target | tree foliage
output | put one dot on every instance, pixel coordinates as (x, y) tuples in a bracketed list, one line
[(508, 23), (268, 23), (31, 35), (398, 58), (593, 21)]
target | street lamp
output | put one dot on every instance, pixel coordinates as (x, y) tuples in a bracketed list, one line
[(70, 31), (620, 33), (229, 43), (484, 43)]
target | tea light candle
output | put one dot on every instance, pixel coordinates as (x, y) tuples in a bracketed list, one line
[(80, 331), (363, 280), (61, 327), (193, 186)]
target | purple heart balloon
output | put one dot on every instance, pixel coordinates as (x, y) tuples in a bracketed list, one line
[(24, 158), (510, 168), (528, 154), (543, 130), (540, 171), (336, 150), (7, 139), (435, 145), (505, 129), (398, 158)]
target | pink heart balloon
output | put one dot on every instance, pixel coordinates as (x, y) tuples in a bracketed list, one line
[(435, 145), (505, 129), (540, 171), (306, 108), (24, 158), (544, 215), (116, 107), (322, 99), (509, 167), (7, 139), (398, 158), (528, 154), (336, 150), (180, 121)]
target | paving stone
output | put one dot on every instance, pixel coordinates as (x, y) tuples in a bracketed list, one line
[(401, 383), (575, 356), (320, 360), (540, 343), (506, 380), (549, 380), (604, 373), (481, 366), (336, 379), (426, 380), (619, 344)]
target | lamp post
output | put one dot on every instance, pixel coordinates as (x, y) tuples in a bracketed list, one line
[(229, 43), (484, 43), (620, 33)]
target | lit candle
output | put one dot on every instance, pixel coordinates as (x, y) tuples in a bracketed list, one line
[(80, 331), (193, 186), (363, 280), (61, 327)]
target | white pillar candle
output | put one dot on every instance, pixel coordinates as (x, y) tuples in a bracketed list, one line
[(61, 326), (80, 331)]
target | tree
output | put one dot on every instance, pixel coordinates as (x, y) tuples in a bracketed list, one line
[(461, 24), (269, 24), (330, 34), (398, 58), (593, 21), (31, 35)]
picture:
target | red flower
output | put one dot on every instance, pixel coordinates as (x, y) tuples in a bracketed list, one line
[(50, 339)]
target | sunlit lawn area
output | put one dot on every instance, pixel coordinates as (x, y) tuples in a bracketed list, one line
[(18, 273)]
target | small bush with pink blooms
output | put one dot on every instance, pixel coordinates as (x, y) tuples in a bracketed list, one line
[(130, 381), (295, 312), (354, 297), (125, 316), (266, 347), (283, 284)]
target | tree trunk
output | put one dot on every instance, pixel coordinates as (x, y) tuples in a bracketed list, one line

****

- **Problem to solve**
Retype all of the material. Each line must match exactly.

- **Solved problem**
target | tree foliage
output | put one dot on every instance, pixel coordinates as (x, y) tuples in a bracketed list, one line
[(508, 23), (268, 23), (31, 35), (398, 58), (593, 21)]
target | street lamp
output | put one dot on every instance, pixel coordinates as (x, y) tuples in a bracketed list, one line
[(70, 31), (620, 33), (229, 43), (484, 43)]
target | tea light candle
output | put one dot on every instance, pixel coordinates as (x, y) tuples in a bracketed list, one line
[(80, 331), (363, 280), (61, 327), (193, 186)]
target | purple heart balloon
output | put one dot on every instance, pixel coordinates as (x, y) tuples in a bracketed list, one line
[(24, 158), (510, 168), (528, 154), (543, 130), (540, 171), (336, 150), (7, 139), (435, 145), (505, 129), (398, 158)]
target | pink heart balloon
output | put one dot on every instance, pixel coordinates as (x, y) tuples in a bracketed list, one line
[(435, 145), (505, 129), (540, 171), (306, 108), (24, 158), (544, 215), (116, 107), (322, 99), (509, 167), (7, 139), (398, 158), (528, 154), (336, 150), (180, 121)]
target | paving stone
output | put one dot on every instance, pixel coordinates as (x, y) tuples in a bracketed list, one line
[(401, 383), (575, 356), (320, 360), (540, 343), (506, 380), (549, 380), (604, 373), (481, 366), (336, 379), (426, 380), (619, 344)]
target | lamp post
output | put one dot on every instance, pixel coordinates as (x, y) tuples in a bracketed list, one line
[(229, 43), (484, 43), (620, 33)]
target | lit candle
output | put one dot on every instance, pixel coordinates as (x, y) tuples in a bracketed list, one line
[(80, 331), (193, 186), (363, 280), (61, 327)]
target | white pillar candle
output | put one dot on every instance, pixel coordinates as (x, y) tuples in a bracketed list, one line
[(61, 326), (80, 331)]
target | tree
output | put one dot on every instance, pixel coordinates as (x, y) tuples in a bracketed list, one line
[(461, 24), (269, 24), (330, 34), (398, 58), (593, 21), (31, 35)]
picture:
target | red flower
output | put one dot on every instance, pixel coordinates as (x, y) tuples in a bracketed list, one line
[(50, 339)]
target | sunlit lawn area
output | put one dot on every instance, pixel coordinates as (x, y) tuples in a bracketed list, one line
[(18, 273)]
target | small bush with pink blooms
output | put one dot on every instance, pixel coordinates as (x, y) tuples in a bracketed list, one line
[(130, 381), (295, 312), (354, 297), (125, 316), (266, 347), (283, 284)]
target | tree trunk
output | put one dot on every instance, pixel coordinates as (x, y) tuples in a bracketed list, one line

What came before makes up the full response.